DATA EXTRACT
++++++++++++++++++++

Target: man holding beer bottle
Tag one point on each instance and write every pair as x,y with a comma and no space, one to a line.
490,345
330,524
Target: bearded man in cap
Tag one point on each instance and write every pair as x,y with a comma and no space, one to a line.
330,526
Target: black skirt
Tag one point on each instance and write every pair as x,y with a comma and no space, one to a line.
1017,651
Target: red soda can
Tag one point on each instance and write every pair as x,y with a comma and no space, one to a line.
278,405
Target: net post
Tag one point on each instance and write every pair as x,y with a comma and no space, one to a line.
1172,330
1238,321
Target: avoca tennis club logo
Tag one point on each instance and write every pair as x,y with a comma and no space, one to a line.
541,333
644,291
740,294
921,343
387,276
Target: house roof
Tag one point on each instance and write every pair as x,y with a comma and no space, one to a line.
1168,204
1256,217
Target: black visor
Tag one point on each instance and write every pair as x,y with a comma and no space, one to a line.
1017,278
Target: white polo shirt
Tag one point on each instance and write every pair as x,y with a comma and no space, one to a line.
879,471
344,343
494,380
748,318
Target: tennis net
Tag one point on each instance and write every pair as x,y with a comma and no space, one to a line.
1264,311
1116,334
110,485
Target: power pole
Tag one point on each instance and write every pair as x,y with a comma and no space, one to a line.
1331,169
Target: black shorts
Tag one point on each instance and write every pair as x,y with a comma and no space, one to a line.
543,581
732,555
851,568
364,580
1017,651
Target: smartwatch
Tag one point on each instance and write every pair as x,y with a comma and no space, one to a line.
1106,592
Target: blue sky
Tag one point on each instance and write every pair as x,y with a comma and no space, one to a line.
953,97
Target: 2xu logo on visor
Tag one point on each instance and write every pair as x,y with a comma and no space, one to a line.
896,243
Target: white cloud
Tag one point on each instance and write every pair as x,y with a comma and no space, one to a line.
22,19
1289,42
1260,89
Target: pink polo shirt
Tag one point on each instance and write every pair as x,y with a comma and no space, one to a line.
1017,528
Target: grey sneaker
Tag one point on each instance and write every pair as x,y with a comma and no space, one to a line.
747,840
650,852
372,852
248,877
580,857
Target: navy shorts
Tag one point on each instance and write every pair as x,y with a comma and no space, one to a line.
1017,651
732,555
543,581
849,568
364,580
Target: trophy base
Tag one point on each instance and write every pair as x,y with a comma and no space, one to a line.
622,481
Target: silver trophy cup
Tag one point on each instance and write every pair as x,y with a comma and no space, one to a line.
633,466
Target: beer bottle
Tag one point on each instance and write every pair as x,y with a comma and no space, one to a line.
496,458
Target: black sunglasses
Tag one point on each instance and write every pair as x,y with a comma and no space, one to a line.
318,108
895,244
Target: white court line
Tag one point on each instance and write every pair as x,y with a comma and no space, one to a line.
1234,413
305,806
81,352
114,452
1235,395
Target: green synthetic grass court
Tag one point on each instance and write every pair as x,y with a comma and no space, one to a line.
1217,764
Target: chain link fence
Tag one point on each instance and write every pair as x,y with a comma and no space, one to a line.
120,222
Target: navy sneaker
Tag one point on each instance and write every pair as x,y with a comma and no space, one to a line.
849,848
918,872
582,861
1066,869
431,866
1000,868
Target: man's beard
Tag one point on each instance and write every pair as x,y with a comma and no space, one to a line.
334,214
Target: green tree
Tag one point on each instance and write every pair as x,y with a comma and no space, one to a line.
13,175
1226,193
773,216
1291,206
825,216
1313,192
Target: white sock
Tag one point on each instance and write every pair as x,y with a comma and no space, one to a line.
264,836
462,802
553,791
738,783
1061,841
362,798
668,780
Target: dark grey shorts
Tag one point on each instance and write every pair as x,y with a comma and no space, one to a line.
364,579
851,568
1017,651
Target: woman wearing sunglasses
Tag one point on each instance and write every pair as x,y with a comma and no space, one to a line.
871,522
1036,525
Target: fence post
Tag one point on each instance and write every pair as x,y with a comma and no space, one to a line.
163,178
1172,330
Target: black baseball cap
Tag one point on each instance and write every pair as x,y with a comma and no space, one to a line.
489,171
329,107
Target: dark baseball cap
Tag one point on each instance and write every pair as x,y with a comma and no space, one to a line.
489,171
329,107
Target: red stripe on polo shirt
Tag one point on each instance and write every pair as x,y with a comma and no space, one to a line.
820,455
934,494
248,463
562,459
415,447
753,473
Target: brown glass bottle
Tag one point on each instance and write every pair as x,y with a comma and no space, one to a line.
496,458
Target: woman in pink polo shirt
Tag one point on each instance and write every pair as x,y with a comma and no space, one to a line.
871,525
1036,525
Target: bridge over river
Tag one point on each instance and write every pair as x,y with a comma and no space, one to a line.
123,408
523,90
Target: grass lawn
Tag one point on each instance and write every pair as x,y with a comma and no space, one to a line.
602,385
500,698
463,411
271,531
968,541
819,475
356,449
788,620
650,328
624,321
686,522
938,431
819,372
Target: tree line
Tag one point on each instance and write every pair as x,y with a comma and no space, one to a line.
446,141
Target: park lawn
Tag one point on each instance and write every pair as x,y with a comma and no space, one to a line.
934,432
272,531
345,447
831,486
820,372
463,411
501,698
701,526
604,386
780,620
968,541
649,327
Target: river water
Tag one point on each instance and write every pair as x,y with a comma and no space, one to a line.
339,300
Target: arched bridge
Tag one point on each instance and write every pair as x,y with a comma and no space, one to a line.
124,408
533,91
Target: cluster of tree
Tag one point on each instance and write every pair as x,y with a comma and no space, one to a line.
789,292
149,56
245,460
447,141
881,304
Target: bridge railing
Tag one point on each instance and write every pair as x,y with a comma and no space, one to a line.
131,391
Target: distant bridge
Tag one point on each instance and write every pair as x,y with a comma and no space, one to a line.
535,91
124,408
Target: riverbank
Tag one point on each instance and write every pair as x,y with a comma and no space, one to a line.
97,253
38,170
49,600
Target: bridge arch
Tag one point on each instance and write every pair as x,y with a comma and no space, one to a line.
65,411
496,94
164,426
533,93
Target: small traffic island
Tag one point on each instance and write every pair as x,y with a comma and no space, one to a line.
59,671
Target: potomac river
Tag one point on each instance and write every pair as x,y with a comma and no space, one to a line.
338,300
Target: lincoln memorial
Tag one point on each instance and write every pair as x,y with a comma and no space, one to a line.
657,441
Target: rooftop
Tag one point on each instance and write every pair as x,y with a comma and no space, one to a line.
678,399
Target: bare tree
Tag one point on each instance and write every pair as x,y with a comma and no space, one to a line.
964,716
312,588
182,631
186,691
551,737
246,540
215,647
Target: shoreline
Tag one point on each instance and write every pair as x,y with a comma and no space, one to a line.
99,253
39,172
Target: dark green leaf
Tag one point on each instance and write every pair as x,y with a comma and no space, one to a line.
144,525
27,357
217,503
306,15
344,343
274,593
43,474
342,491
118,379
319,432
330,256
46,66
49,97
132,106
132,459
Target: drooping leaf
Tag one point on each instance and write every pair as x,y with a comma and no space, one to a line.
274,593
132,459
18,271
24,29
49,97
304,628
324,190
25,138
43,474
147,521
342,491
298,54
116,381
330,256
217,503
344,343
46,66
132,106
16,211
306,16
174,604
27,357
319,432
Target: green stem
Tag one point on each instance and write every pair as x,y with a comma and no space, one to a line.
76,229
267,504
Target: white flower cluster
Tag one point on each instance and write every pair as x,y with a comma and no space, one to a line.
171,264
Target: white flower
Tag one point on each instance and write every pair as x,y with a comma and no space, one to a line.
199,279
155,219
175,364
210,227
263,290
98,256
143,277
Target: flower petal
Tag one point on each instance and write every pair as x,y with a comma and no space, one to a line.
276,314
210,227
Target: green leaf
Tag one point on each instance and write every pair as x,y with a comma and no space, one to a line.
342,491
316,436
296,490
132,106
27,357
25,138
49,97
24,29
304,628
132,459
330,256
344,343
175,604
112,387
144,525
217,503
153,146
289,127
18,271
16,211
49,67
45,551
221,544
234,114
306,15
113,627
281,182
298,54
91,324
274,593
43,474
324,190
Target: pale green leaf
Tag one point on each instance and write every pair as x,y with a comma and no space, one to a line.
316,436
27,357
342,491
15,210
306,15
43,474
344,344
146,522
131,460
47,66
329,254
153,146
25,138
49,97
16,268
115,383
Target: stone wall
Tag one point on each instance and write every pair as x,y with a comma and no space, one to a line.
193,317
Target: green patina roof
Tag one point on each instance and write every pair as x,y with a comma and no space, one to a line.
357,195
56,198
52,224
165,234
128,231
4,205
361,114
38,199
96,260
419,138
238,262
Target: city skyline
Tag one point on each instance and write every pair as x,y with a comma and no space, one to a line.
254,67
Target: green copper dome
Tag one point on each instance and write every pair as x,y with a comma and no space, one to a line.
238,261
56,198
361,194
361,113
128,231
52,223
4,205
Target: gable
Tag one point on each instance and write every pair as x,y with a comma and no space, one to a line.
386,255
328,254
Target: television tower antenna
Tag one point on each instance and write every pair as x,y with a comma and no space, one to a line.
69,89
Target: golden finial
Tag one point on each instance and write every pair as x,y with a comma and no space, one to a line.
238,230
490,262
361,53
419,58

++++++++++++++++++++

SHORT PROBLEM
Extract, without alteration, the stretch from the line containing "Target: golden finial" through the end of the records.

SOLUTION TO THIS EXERCISE
Target: golden finial
Tag one point on each instance and write every pair as x,y with a comma and no space, one to a line.
238,230
490,262
361,53
419,58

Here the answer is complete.